# Problem to solve
Each record below needs to be copied out exactly as it stands.

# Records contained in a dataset
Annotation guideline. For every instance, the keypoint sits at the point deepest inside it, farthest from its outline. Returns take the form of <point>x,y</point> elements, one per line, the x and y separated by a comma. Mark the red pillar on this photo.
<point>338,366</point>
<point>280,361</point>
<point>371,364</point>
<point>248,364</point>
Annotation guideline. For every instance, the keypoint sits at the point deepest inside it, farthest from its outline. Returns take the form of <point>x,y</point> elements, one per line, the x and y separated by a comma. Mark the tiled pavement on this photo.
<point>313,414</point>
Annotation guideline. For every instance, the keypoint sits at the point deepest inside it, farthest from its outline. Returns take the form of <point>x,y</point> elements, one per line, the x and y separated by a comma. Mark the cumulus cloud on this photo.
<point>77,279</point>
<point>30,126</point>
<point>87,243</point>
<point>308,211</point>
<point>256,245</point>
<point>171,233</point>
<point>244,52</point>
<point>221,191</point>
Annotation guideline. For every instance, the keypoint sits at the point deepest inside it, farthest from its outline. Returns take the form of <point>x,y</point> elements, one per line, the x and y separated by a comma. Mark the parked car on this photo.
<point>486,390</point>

# Solution for this problem
Annotation guideline. For every instance, the keypoint sits at the point deepest inside it, farthest from its outline. Returns take the form of <point>x,y</point> elements, one per line, the x and y separated by a comma. Mark the red pillar on this photo.
<point>338,366</point>
<point>280,361</point>
<point>371,364</point>
<point>248,364</point>
Annotation guideline. For every instance, the keypoint sits at the point deepest inside it, farthest from its outline. Returns take the form of <point>x,y</point> elements, one per line, the x and y separated by a comma. Mark the tiled pavement on this photo.
<point>313,414</point>
Annotation guideline. For every instance, the keypoint sits at the point deepest inside it, farthest from its outline. Returns take the form of <point>x,y</point> elements, one per line, the x and y separated by a comma. Mark the cumulus cloud on this photo.
<point>77,279</point>
<point>30,126</point>
<point>87,243</point>
<point>308,211</point>
<point>256,245</point>
<point>171,233</point>
<point>244,52</point>
<point>221,191</point>
Annotation guideline. For every instance, the keypoint sits at the point deepest inside it, farthest from its outline. Returns take the form of <point>x,y</point> elements, one per line, the x and y separated by a comma. Mark the parked car on this photo.
<point>486,390</point>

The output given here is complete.